◆ EXERCISE BRIEF ◆
Please output every entry below precisely as written.

◆ RECORDS PROVIDED ◆
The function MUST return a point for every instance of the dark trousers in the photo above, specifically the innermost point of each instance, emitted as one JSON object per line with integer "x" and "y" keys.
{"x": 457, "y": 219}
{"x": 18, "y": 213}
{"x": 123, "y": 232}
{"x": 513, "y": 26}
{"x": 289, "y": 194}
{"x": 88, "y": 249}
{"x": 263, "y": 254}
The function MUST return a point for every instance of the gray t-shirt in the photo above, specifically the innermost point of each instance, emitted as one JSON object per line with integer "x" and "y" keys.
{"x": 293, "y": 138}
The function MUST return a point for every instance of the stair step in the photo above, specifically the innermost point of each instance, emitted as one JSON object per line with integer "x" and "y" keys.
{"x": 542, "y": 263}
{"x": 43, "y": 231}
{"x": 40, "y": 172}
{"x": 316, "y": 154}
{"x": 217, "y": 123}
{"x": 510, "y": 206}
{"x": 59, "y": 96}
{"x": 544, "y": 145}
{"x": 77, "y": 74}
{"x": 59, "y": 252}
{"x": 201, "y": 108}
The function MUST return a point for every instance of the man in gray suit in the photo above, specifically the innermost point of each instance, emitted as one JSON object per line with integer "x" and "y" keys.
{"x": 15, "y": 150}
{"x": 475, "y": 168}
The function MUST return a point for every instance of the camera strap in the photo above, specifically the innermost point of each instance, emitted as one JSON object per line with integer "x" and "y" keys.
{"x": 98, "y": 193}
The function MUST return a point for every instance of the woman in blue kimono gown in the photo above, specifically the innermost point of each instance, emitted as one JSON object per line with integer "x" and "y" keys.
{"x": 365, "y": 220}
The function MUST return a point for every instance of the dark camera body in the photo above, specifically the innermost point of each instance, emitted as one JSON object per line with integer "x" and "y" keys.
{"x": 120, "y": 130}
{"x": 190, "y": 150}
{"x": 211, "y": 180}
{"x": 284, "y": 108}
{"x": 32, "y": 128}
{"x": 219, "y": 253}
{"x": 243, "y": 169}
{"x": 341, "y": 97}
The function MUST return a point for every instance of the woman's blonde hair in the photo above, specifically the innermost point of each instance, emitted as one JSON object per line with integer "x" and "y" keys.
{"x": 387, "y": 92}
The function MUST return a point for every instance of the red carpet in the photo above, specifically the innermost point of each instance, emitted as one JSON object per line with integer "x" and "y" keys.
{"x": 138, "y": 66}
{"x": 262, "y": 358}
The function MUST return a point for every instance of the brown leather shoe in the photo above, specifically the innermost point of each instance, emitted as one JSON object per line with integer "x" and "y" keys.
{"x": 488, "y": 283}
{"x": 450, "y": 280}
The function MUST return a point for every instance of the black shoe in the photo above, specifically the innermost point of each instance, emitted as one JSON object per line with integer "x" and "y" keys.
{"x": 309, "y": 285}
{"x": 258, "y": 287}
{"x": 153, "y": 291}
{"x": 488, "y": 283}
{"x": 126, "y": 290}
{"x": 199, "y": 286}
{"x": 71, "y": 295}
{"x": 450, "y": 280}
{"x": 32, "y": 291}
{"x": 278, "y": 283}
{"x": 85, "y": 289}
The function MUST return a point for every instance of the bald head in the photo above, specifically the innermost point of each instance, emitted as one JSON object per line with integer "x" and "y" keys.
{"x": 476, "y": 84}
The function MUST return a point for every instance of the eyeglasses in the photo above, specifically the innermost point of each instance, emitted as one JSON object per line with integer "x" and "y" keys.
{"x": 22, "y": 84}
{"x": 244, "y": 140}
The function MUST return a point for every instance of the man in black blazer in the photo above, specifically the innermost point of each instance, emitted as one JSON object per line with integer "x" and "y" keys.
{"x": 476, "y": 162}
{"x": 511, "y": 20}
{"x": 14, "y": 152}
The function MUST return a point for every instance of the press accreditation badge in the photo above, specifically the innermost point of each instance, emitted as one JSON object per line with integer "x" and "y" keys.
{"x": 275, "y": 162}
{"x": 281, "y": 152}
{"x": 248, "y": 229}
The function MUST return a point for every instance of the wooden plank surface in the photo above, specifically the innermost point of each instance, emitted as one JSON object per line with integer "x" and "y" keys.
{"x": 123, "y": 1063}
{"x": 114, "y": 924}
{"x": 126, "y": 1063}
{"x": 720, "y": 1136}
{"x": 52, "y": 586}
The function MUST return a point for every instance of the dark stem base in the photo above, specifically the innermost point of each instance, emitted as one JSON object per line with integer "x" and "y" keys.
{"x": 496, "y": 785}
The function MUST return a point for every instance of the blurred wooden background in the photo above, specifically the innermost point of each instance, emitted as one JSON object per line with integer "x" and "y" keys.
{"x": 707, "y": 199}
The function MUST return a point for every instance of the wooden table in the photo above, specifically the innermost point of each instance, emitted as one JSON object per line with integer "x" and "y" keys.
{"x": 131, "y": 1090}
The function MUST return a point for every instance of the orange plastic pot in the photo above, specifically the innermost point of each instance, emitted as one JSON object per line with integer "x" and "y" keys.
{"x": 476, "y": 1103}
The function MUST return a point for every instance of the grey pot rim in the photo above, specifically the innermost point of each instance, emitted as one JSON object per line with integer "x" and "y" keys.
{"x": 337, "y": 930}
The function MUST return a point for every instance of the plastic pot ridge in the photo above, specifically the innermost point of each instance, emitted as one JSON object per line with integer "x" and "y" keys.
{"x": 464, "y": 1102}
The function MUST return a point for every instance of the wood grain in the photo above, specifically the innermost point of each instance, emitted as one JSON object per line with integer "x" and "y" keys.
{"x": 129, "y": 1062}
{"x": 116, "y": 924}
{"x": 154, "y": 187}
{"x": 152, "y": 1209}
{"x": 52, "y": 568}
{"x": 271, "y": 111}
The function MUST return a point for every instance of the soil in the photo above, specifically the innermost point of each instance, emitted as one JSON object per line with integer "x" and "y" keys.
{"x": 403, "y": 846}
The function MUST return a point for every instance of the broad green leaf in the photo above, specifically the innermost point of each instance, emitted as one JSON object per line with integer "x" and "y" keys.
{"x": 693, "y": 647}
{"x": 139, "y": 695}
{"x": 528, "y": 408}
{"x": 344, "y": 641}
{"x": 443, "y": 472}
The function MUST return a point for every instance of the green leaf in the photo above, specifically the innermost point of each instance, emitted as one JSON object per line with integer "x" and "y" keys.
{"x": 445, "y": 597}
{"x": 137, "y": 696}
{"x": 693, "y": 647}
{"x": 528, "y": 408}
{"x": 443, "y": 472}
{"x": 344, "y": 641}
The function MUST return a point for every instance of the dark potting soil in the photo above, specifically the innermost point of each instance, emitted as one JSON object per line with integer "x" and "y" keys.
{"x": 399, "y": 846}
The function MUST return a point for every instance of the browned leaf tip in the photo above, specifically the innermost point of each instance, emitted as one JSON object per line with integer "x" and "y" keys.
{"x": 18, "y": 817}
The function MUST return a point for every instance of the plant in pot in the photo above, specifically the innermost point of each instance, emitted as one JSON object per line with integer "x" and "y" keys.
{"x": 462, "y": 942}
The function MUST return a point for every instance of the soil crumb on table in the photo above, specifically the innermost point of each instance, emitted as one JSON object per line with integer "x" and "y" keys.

◆ ANSWER TO THE PROBLEM ◆
The function MUST return a point for every instance of the dark trousers in the photo above, specifically the innermost point of each instance, emitted as one JSON object per line with integer "x" and "y" keys.
{"x": 457, "y": 219}
{"x": 18, "y": 213}
{"x": 123, "y": 232}
{"x": 513, "y": 26}
{"x": 289, "y": 194}
{"x": 88, "y": 249}
{"x": 263, "y": 254}
The function MUST return a point for every instance of the gray t-shirt in the photo above, specifically the innermost point of each instance, emitted as one JSON object per line with integer "x" and "y" keys.
{"x": 293, "y": 138}
The function MUST return a point for every instance of the stair step in the photo above, specifically the innermost point of each instance, emitted as one JSON object per line with integer "x" and "y" keys.
{"x": 542, "y": 263}
{"x": 43, "y": 231}
{"x": 40, "y": 172}
{"x": 316, "y": 154}
{"x": 217, "y": 123}
{"x": 510, "y": 206}
{"x": 59, "y": 96}
{"x": 544, "y": 145}
{"x": 77, "y": 74}
{"x": 59, "y": 252}
{"x": 201, "y": 108}
The function MUST return a point for every instance of the man in gray suit in the photo above, specifically the innermost point of each instance, emitted as one JSON object per line with integer "x" and "y" keys.
{"x": 15, "y": 150}
{"x": 475, "y": 168}
The function MUST return a point for every instance of the camera strap in the photo above, specifically the innermost point of each instance, emitted as one JSON object per line with integer "x" and "y" keys.
{"x": 98, "y": 193}
The function MUST return a point for every instance of the woman in blue kimono gown in the photo above, specifically the innermost point of each instance, emitted as one JSON object per line with integer "x" and "y" keys.
{"x": 365, "y": 220}
The function MUST return a point for every instance of the dark camera body in the photo above, specifically the innermost point of each instance, emitted as one JSON object per line with integer "x" and "y" keys.
{"x": 120, "y": 130}
{"x": 190, "y": 150}
{"x": 211, "y": 180}
{"x": 284, "y": 108}
{"x": 32, "y": 128}
{"x": 219, "y": 253}
{"x": 243, "y": 169}
{"x": 341, "y": 97}
The function MUST return a point for every instance of the woman's blonde hair in the photo above, specifically the innermost point of each instance, emitted as one JSON object per line with integer "x" and "y" keys.
{"x": 387, "y": 92}
The function MUST return a point for every instance of the red carpet in the photo above, specifically the innermost point of each instance, emitted as one JSON object per line with integer "x" and "y" keys.
{"x": 138, "y": 66}
{"x": 262, "y": 358}
The function MUST return a point for every instance of the brown leather shoe in the photo above, specifically the innermost point of each instance, emitted as one JSON object per line with integer "x" and "y" keys.
{"x": 488, "y": 283}
{"x": 450, "y": 280}
The function MUST return a point for every instance of the black shoe in the photo above, specifically the innermost point of each instance, emitted as one JSON object per line with integer "x" and "y" keys.
{"x": 309, "y": 285}
{"x": 258, "y": 287}
{"x": 153, "y": 291}
{"x": 488, "y": 283}
{"x": 126, "y": 290}
{"x": 199, "y": 286}
{"x": 71, "y": 295}
{"x": 450, "y": 280}
{"x": 32, "y": 291}
{"x": 278, "y": 283}
{"x": 85, "y": 289}
The function MUST return a point for every instance of the bald head in the photo above, specifically the innermost point of each instance, emitted as one JSON object per line with integer "x" and "y" keys.
{"x": 476, "y": 84}
The function MUST return a point for every instance of the eyeglasses in the photo above, specifically the innermost point of each instance, emitted as one JSON object per line with integer "x" and "y" keys.
{"x": 22, "y": 84}
{"x": 244, "y": 140}
The function MUST return a point for every instance of the man in black blazer in the photo above, specifically the innermost point of each instance, emitted as one JSON object per line with integer "x" and "y" keys.
{"x": 476, "y": 162}
{"x": 511, "y": 20}
{"x": 14, "y": 152}
The function MUST return a point for every instance of the press accreditation badge in the photo above, specifically the innermost point of each instance, emitted as one JSON object per line with integer "x" and "y" keys.
{"x": 275, "y": 162}
{"x": 281, "y": 152}
{"x": 248, "y": 229}
The function MUST return a point for every instance of the wooden plank surface in the photo above, specifically the innermost point of each instance, emitted as one JSON object per line with integer "x" and "y" keys.
{"x": 123, "y": 1063}
{"x": 114, "y": 924}
{"x": 126, "y": 1063}
{"x": 720, "y": 1136}
{"x": 52, "y": 586}
The function MUST return a point for every instance of the dark stem base in the photo above, specifically the innermost point of each instance, emitted as one JSON object per line with integer "x" and "y" keys.
{"x": 496, "y": 785}
The function MUST return a point for every instance of the blurred wooden background in the photo above, specifically the innermost point of each instance, emitted as one JSON object per line with integer "x" and "y" keys.
{"x": 707, "y": 199}
The function MUST return a point for every instance of the wooden table in the photo above, specifically the innermost point of each instance, emitted as one JSON object per line with integer "x" and "y" keys.
{"x": 131, "y": 1090}
The function MUST return a point for every instance of the orange plastic pot in the photo above, specifically the innermost point of each instance, emitted as one JSON object per line with integer "x" and "y" keys.
{"x": 476, "y": 1103}
The function MUST return a point for every instance of the grey pot rim in the photo above, specifically the innermost point of each instance, emitted as one JSON object per line with integer "x" and "y" keys.
{"x": 337, "y": 930}
The function MUST return a point for every instance of the plastic pot ridge in the photo above, specifically the innermost point of each instance, emitted as one JSON object per line with integer "x" and "y" keys.
{"x": 464, "y": 1102}
The function MUST return a point for every instance of the wood grain in the photo above, specifically the innermost point of each instance, emitted as one JSON object per line with integer "x" and "y" keys.
{"x": 129, "y": 1062}
{"x": 116, "y": 924}
{"x": 154, "y": 187}
{"x": 152, "y": 1209}
{"x": 52, "y": 568}
{"x": 271, "y": 111}
The function MUST return a point for every instance of the soil in the photo above, specifically the innermost point of each instance, emitted as one JSON object per line with integer "x" and "y" keys.
{"x": 403, "y": 846}
The function MUST return a point for every instance of the broad green leaf in the photo above, specifically the innermost point of each instance, emitted as one JSON object per line with integer "x" and "y" keys.
{"x": 693, "y": 647}
{"x": 139, "y": 695}
{"x": 528, "y": 408}
{"x": 344, "y": 641}
{"x": 443, "y": 472}
The function MUST return a point for every instance of the green leaf in the photo above, specifically the innermost point of each instance, emitted as one JSON object per line with integer "x" and "y" keys.
{"x": 445, "y": 597}
{"x": 137, "y": 696}
{"x": 693, "y": 647}
{"x": 528, "y": 408}
{"x": 443, "y": 472}
{"x": 344, "y": 641}
The function MUST return a point for every instance of the dark potting soil in the photo above, specifically the innermost point of each instance, emitted as one JSON object per line with integer "x" and "y" keys.
{"x": 399, "y": 846}
The function MUST return a point for every instance of the browned leaf tip in the photo above, specifically the innermost point of each instance, emitted as one JSON object per line with integer "x" and "y" keys.
{"x": 18, "y": 817}
The function MUST return a point for every instance of the plant in pot in the photo above, specifically the innermost point of each instance, emitted as one JSON object per line with integer "x" and "y" keys.
{"x": 462, "y": 942}
The function MUST return a point for every instance of the soil crumb on table in the photo above, specifically the innermost point of each instance, emitted as one JSON object per line with integer "x" and "y" keys.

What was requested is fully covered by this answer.